Copy the following lines verbatim, covering every record.
------ Exercise data
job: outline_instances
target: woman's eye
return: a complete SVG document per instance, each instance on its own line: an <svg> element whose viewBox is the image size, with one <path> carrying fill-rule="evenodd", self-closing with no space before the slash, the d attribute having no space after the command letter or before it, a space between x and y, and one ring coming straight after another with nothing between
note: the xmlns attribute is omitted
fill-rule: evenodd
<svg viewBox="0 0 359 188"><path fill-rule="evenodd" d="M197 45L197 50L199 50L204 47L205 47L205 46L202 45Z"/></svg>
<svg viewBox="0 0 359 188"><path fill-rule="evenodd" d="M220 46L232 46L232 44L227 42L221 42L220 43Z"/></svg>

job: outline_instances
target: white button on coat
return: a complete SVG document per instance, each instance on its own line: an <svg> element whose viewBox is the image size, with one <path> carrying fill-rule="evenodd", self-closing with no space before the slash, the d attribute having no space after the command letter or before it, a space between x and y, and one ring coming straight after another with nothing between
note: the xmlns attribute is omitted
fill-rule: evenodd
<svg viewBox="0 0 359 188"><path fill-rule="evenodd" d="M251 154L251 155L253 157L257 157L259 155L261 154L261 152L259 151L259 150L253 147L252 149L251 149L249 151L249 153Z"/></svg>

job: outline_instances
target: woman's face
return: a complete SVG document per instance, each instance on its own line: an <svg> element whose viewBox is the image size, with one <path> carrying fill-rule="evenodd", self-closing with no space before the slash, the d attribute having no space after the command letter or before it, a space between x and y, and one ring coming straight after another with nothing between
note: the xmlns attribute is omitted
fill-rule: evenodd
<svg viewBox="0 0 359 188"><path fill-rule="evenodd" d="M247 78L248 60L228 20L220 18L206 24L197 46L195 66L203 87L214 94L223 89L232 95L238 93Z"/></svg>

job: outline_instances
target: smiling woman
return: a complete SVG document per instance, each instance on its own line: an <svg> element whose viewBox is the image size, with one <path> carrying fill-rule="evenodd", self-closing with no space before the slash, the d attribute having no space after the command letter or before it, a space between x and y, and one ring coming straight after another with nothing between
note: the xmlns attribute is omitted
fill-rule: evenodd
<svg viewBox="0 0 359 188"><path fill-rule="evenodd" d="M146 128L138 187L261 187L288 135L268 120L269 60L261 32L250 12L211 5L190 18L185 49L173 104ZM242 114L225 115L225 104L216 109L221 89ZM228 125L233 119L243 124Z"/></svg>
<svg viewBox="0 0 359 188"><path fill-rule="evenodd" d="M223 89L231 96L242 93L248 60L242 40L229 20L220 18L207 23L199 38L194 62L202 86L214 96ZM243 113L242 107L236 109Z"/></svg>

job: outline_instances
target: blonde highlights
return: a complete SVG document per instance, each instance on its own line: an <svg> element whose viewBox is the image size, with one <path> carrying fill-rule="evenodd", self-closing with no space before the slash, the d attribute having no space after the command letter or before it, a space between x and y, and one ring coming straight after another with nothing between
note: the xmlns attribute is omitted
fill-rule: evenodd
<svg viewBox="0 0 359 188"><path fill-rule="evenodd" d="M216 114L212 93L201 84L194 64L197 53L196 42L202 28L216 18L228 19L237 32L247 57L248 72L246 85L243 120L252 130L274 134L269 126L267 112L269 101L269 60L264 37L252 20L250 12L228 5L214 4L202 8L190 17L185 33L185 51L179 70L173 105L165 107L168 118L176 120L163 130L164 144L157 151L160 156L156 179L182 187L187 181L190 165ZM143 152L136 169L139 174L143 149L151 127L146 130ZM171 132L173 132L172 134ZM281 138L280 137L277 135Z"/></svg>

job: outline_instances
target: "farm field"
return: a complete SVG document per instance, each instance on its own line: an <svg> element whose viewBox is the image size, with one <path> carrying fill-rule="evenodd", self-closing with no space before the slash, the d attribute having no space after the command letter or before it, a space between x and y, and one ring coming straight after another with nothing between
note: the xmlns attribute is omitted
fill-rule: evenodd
------------
• **Output of the task**
job: outline_instances
target: woman's eye
return: a complete SVG document per instance, each instance on its own line: an <svg> element whose viewBox is the image size, with one <path> carrying fill-rule="evenodd", self-closing with no space before the slash, the d attribute having no space after the command letter or before it, a space between x and y, and one ring coming straight after another with nothing between
note: the xmlns attribute is omitted
fill-rule: evenodd
<svg viewBox="0 0 359 188"><path fill-rule="evenodd" d="M197 45L197 50L199 50L204 47L205 47L205 46L202 45Z"/></svg>
<svg viewBox="0 0 359 188"><path fill-rule="evenodd" d="M220 46L232 46L232 44L227 42L221 42L220 43Z"/></svg>

job: outline_instances
target: white button on coat
return: a complete SVG document per instance, each instance on its own line: an <svg> element whose viewBox is the image size, with one <path> carrying fill-rule="evenodd", self-closing with no space before the slash, the d attribute having no space after the command letter or before it, a space between x and y, and one ring coming straight after another with nothing between
note: the xmlns attribute is omitted
fill-rule: evenodd
<svg viewBox="0 0 359 188"><path fill-rule="evenodd" d="M251 154L251 155L253 157L257 157L259 155L261 154L261 152L259 151L259 150L253 147L252 149L251 149L249 151L249 153Z"/></svg>

job: outline_instances
target: woman's face
return: a complete SVG document per instance, each instance on its own line: an <svg> element whose viewBox is the image size, with one <path> carrying fill-rule="evenodd", self-closing with no space before the slash, the d attribute having no space after the command letter or before it, a space between x and y, and one ring coming straight after another with nothing between
note: the xmlns attribute is omitted
fill-rule: evenodd
<svg viewBox="0 0 359 188"><path fill-rule="evenodd" d="M247 78L248 60L228 20L220 18L206 24L197 46L195 66L203 87L214 94L223 89L232 95L238 93Z"/></svg>

job: outline_instances
target: smiling woman
return: a complete SVG document per instance, each instance on its own line: an <svg> element whose viewBox is the image size, with one <path> carrying fill-rule="evenodd", self-closing with no space before the slash, the d attribute having no space after the command letter or before it, a space between x and y, and one ring coming straight after another with nothing between
note: the xmlns attribute is omitted
fill-rule: evenodd
<svg viewBox="0 0 359 188"><path fill-rule="evenodd" d="M146 128L138 187L261 187L288 135L268 120L269 60L261 32L250 12L211 5L190 18L185 49L173 104ZM242 114L225 115L225 104L216 109L221 89ZM228 125L233 119L243 124Z"/></svg>
<svg viewBox="0 0 359 188"><path fill-rule="evenodd" d="M223 89L231 96L242 93L248 60L242 40L229 20L220 18L207 23L199 38L194 62L202 86L214 96ZM243 113L242 107L236 109Z"/></svg>

job: outline_instances
target: blonde highlights
return: a complete SVG document per instance, each instance on its own line: an <svg> element whose viewBox is the image size, with one <path> carrying fill-rule="evenodd", self-closing with no space before the slash, the d attribute having no space after the command letter or before it, a space between x and y, and one ring coming straight after another with nothing between
note: the xmlns attribute is omitted
fill-rule: evenodd
<svg viewBox="0 0 359 188"><path fill-rule="evenodd" d="M216 114L212 93L201 84L194 64L197 53L196 42L202 28L216 18L228 19L237 32L247 57L248 72L246 85L243 120L252 130L274 134L269 126L267 112L269 101L269 60L264 37L252 20L250 12L228 5L214 4L202 8L190 17L185 33L185 51L179 70L173 105L165 107L168 118L176 120L163 130L164 144L157 151L160 156L156 179L182 187L187 181L190 165ZM143 152L136 169L139 174L143 149L151 127L146 130ZM171 132L173 132L172 134ZM281 138L280 137L277 135Z"/></svg>

job: outline_instances
target: "farm field"
return: a complete SVG document per instance, each instance on its own line: an <svg> element whose viewBox is the image size, with one <path> carrying fill-rule="evenodd", self-closing with no space before the slash, the d attribute having no space after the command letter or before it, a space between x and y, and one ring coming straight after another with nothing between
note: the xmlns attribute is omitted
fill-rule: evenodd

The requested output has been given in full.